Texto fuente:
# # # # #

Perdonen esta veloz excursión por los cerros de Gutenberg, pero en pleno tsunami de estas muy nuevas y globalizadoras tecnologías digitales que amenazan con no dejar títere ni media con cabeza, no hay más remedio que acordarse de aquella verdadera y pocas veces mencionada revolución del libro que sólo consistió en cerrar la boca, expulsar al público de alrededor y leer íntimo. Algo no muy distinto a lo que está ocurriendo con estas lecturas multimedia e hiperindividualistas a las que nos obliga ese serial-killer llamado Internet y que se está cargando de una tacada, como repite el otro gran tópico mid-cult, todas las viejas lecturas de aquel siglo XX que tanto amamos. Desde el cine en sala y rodeado de extraños hasta la televisión vista en el cuarto de estar y rodeado de familia (esa obscenidad llamada share), pasando por la música en pandilla o concierto, el periodismo sin bitácoras ni interactividad o, en fin, esos cedés y deuvedés pirateados o comprados en un centro comercial invadido por las hordas juveniles del fin de semana, pero luego consumidos en pecaminoso silencio solitario.
A los apocalípticos genéticos, tan abundantes en este país y en este periódico, les horroriza que aquella revolución de la lectura silenciosa y en la intimidad, la misma que inventó el libro y de paso la narración moderna, también se aplique a estas nuevas narraciones under 30. Con la nueva ilustración digital no sé si cambiarán los sistemas de hacer pelis, vídeos, músicas, chats, narraciones multimedia o videojuegos, pero están cambiando los tradicionales modos de lectura del mundo exterior, que ya nada tienen que ver con el XX y que de nuevo, como a principios del XVIII, imponen lecturas en riguroso silencio y en solitario, tal y como las practican los screen-ager en sus guaridas.

# # # # #

Tarea a realizar:
Actualiza un pasaje del texto sobre la lectura silenciosa: empieza en las palabras que contienen "A los apocalípticos" y termina después de "en sus guaridas.". Cambia "pelis" por "películas".

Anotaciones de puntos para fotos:
# # # # #

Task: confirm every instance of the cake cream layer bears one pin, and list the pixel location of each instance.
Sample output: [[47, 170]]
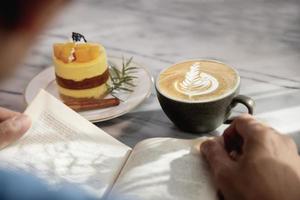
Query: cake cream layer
[[95, 92], [85, 83], [79, 71]]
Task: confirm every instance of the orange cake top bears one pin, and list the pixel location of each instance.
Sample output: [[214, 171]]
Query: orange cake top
[[76, 52]]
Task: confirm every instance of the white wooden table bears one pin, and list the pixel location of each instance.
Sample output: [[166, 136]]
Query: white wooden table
[[259, 38]]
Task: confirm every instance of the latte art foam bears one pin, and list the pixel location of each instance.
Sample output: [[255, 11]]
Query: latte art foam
[[196, 82], [199, 80]]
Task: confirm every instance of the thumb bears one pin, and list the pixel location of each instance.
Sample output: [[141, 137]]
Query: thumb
[[219, 161], [12, 129]]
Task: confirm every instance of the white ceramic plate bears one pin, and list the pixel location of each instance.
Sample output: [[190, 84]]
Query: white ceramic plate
[[46, 80]]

# # # # #

Resultado:
A los apocalípticos genéticos, tan abundantes en este país y en este periódico, les horroriza que aquella revolución de la lectura silenciosa y en la intimidad, la misma que inventó el libro y de paso la narración moderna, también se aplique a estas nuevas narraciones under 30. Con la nueva ilustración digital no sé si cambiarán los sistemas de hacer películas, vídeos, músicas, chats, narraciones multimedia o videojuegos, pero están cambiando los tradicionales modos de lectura del mundo exterior, que ya nada tienen que ver con el XX y que de nuevo, como a principios del XVIII, imponen lecturas en riguroso silencio y en solitario, tal y como las practican los screen-ager en sus guaridas.